● **Request**: From the line containing "in white tank" down to the last line of the material, return those lines verbatim and only those.

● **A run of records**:
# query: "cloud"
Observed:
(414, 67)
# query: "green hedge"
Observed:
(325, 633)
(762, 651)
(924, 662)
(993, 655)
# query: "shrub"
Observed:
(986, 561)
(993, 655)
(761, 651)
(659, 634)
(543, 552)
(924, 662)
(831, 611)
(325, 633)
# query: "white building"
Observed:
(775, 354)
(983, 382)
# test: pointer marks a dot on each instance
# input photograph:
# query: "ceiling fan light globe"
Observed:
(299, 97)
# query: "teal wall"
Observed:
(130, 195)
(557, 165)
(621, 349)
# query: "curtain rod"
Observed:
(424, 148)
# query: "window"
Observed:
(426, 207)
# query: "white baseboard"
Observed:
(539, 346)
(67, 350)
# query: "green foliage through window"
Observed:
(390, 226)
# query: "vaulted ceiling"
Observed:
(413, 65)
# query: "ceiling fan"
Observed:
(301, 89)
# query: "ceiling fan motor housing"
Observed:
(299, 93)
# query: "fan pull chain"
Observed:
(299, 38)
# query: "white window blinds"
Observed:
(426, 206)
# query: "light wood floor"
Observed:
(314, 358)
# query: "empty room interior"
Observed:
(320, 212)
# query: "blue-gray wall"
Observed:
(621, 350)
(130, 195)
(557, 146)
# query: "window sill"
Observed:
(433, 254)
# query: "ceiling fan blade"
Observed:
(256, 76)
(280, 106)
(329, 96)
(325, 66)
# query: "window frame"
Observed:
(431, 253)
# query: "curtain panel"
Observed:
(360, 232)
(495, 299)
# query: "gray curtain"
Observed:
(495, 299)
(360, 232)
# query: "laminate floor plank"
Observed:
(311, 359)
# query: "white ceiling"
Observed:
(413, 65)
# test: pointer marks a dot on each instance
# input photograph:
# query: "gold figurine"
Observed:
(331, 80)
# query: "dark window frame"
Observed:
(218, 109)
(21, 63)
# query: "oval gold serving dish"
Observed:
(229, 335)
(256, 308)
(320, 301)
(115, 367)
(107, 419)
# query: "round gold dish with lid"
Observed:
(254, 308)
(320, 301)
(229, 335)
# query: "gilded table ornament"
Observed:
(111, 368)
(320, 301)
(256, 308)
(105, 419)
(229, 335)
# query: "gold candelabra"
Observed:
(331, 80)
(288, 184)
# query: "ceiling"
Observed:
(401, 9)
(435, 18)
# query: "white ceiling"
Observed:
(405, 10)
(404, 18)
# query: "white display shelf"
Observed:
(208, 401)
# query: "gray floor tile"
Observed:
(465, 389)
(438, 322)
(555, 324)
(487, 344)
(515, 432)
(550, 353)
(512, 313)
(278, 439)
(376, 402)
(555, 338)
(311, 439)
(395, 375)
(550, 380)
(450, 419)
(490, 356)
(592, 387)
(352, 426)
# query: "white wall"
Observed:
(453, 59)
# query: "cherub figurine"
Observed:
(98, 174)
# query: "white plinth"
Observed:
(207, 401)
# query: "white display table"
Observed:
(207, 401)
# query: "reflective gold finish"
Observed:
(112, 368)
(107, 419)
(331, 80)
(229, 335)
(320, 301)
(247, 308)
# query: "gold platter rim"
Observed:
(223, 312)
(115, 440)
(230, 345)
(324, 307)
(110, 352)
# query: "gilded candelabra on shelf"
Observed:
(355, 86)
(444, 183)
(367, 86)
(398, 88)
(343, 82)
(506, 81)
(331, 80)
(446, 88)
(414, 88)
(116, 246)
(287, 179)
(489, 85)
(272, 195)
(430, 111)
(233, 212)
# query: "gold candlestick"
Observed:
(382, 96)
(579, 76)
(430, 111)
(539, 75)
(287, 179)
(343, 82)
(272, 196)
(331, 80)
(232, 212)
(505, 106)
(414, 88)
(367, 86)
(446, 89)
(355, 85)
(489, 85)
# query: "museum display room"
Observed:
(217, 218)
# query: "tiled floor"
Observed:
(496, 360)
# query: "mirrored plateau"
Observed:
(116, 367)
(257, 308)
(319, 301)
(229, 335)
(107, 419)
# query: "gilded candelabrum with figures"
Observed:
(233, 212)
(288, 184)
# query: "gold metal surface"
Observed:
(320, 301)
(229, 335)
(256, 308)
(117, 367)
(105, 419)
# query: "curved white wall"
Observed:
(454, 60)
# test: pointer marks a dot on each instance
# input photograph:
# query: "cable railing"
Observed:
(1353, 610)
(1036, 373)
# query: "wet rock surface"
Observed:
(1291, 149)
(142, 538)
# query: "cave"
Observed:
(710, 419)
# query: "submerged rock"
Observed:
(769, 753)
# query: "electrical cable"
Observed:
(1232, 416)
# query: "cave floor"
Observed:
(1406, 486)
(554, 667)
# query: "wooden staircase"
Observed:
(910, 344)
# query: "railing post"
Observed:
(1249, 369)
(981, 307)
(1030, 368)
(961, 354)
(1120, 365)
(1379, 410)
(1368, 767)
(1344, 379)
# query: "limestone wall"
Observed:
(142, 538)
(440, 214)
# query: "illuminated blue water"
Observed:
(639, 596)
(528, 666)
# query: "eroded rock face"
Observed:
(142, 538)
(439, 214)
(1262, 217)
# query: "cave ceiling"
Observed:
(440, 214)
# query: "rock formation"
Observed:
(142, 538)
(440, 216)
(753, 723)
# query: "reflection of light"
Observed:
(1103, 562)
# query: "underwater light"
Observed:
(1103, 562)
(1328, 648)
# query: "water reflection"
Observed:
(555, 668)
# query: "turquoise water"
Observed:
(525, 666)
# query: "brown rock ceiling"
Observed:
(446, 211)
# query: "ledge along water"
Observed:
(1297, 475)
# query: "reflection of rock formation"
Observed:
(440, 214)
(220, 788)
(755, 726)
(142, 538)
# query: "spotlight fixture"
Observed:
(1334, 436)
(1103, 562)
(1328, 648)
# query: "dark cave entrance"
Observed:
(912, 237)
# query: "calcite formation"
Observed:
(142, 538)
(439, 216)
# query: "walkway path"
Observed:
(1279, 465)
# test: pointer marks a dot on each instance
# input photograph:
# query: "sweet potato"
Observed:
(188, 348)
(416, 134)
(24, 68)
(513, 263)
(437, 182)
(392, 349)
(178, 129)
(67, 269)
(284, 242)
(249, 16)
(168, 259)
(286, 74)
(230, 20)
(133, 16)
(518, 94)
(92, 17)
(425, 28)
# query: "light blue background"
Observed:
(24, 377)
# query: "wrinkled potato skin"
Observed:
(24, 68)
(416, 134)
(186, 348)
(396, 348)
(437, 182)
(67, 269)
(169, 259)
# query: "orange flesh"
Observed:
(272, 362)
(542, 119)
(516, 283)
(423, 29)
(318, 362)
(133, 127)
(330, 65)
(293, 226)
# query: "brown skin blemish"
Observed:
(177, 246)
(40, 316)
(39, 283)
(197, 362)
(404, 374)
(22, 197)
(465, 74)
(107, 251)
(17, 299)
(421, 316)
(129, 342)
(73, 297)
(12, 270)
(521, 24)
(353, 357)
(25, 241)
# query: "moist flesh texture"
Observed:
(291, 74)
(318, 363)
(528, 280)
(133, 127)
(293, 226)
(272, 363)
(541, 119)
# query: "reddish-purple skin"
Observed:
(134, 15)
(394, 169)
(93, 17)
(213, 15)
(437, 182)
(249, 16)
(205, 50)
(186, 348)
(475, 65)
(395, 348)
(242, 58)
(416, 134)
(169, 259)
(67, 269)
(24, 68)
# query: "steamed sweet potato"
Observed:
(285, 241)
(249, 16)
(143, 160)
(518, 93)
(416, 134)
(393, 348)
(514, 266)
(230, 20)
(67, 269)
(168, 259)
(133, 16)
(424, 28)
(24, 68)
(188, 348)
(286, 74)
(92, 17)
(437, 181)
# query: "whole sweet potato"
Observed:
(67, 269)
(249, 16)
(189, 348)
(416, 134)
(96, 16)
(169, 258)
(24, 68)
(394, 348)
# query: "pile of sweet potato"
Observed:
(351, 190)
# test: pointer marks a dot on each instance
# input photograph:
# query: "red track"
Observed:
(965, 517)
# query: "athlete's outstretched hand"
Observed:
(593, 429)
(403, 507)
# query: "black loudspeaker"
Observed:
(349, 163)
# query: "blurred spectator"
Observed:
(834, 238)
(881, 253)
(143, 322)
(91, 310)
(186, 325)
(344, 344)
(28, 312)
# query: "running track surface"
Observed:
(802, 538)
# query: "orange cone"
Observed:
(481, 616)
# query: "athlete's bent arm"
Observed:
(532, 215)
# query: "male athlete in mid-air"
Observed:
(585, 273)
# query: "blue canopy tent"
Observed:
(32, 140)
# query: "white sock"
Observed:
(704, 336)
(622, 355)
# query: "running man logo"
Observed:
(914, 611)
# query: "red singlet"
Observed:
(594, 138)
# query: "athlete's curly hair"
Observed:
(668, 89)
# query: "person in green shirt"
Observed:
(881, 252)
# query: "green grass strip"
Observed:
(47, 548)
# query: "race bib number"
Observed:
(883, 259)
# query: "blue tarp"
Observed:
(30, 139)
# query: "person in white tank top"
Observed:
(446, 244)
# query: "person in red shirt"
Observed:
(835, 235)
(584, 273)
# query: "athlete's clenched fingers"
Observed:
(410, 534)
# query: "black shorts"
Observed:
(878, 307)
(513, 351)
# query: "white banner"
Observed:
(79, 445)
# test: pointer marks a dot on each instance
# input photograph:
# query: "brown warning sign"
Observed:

● **Completed task**:
# query: "person in white tank top"
Observed:
(446, 244)
# query: "person in red shirt"
Observed:
(835, 235)
(584, 273)
# query: "athlete's clenched fingers"
Observed:
(410, 534)
# query: "black shorts"
Observed:
(878, 307)
(513, 351)
# query: "white banner"
Observed:
(79, 445)
# test: pointer marks a dot on each instance
# input photograph:
# query: "brown warning sign"
Observed:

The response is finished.